[Referring expression pointing data]
::::::::::
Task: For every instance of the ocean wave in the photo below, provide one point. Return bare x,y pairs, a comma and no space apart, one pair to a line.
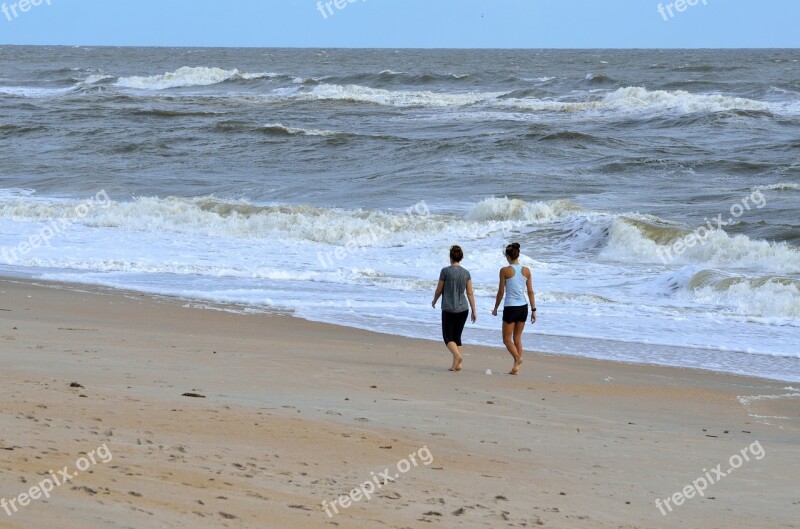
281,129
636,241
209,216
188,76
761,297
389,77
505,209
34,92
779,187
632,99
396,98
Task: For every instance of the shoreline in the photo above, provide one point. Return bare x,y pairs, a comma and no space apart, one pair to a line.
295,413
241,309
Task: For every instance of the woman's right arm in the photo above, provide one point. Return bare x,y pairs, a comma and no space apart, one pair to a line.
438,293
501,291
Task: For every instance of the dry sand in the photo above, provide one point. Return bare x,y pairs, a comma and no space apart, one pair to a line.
::::::::::
:: ASSIGNMENT ::
Your copy should match the records above exactly, apart from the pictures, which stay out.

:: TASK ANSWER ::
Task: For every instance of the ocean wave in the photo below, provide one point. Return bare x,y pairs, a comma and no space apart, one pair to a line.
281,129
636,241
209,216
188,76
761,297
389,77
505,209
34,92
779,187
632,99
396,98
Task: For every instance of the shoreline in the photo above, provide one point. Return bare x,y pairs, a comma and no space apart, one pair to a line.
295,413
241,309
Task: For every instance of the woman's right arm in the photo above, provide one point. Return bare x,y pairs, a comma and no space apart, one pair to a line.
438,293
501,291
Task: For every instance of the dry sand in the photo above, provide one point. Return bare x,y pairs, a comma and no space apart, one pair to a line.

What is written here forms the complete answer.